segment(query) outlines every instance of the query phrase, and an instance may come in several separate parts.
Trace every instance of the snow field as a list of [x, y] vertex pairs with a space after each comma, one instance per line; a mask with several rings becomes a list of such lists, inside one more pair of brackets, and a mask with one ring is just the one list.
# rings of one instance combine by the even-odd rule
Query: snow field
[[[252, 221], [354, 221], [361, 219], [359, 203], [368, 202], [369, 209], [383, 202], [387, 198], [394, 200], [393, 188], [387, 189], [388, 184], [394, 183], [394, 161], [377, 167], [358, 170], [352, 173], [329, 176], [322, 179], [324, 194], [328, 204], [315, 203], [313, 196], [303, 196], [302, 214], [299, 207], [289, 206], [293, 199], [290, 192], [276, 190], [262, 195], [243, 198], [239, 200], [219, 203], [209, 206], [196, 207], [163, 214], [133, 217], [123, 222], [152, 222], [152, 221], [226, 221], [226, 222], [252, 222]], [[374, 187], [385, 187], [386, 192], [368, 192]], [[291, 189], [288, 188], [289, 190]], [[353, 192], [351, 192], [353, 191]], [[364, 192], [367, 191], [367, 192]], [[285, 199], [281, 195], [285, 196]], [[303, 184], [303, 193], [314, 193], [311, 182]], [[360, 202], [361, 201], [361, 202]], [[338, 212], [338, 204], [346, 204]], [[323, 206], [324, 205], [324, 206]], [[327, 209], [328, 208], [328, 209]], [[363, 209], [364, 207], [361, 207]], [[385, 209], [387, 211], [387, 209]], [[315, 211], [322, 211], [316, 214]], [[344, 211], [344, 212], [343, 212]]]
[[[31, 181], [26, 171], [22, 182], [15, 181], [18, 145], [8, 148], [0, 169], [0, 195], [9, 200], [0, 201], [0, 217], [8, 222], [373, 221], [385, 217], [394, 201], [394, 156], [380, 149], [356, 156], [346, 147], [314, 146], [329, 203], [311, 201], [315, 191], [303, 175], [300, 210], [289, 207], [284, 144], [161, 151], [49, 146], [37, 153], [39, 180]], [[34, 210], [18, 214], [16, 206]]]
----
* **Problem to work on**: Copy out the line holding "# rings of one". Then copy every later line of the data, unchanged, through the last one.

* **Response area**:
# rings of one instance combine by the even-odd rule
Query: snow field
[[[252, 221], [354, 221], [361, 219], [359, 203], [368, 202], [369, 209], [383, 202], [387, 198], [394, 200], [393, 188], [387, 189], [388, 184], [394, 183], [394, 161], [377, 167], [358, 170], [352, 173], [329, 176], [322, 179], [324, 194], [328, 204], [315, 203], [313, 196], [303, 196], [302, 214], [299, 207], [289, 206], [293, 199], [290, 192], [276, 190], [262, 195], [243, 198], [239, 200], [219, 203], [209, 206], [196, 207], [163, 214], [133, 217], [123, 222], [152, 222], [152, 221], [226, 221], [226, 222], [252, 222]], [[374, 187], [385, 187], [386, 192], [368, 192]], [[291, 189], [288, 188], [289, 190]], [[353, 192], [351, 192], [353, 191]], [[364, 192], [367, 191], [367, 192]], [[285, 199], [281, 195], [285, 196]], [[303, 184], [303, 193], [314, 193], [311, 182]], [[360, 202], [361, 201], [361, 202]], [[338, 212], [338, 204], [346, 204]], [[323, 206], [324, 205], [324, 206]], [[327, 209], [328, 208], [328, 209]], [[363, 209], [364, 207], [361, 207]], [[385, 209], [387, 211], [387, 209]], [[315, 211], [322, 211], [316, 214]], [[344, 211], [344, 212], [343, 212]]]
[[[31, 181], [26, 171], [22, 182], [15, 181], [18, 145], [8, 148], [0, 169], [0, 195], [9, 200], [0, 201], [0, 217], [8, 222], [373, 221], [385, 217], [394, 201], [394, 156], [380, 149], [356, 156], [346, 147], [314, 146], [329, 203], [311, 201], [315, 191], [303, 175], [300, 210], [289, 207], [284, 144], [161, 151], [49, 146], [37, 153], [39, 180]], [[34, 210], [18, 214], [16, 206]]]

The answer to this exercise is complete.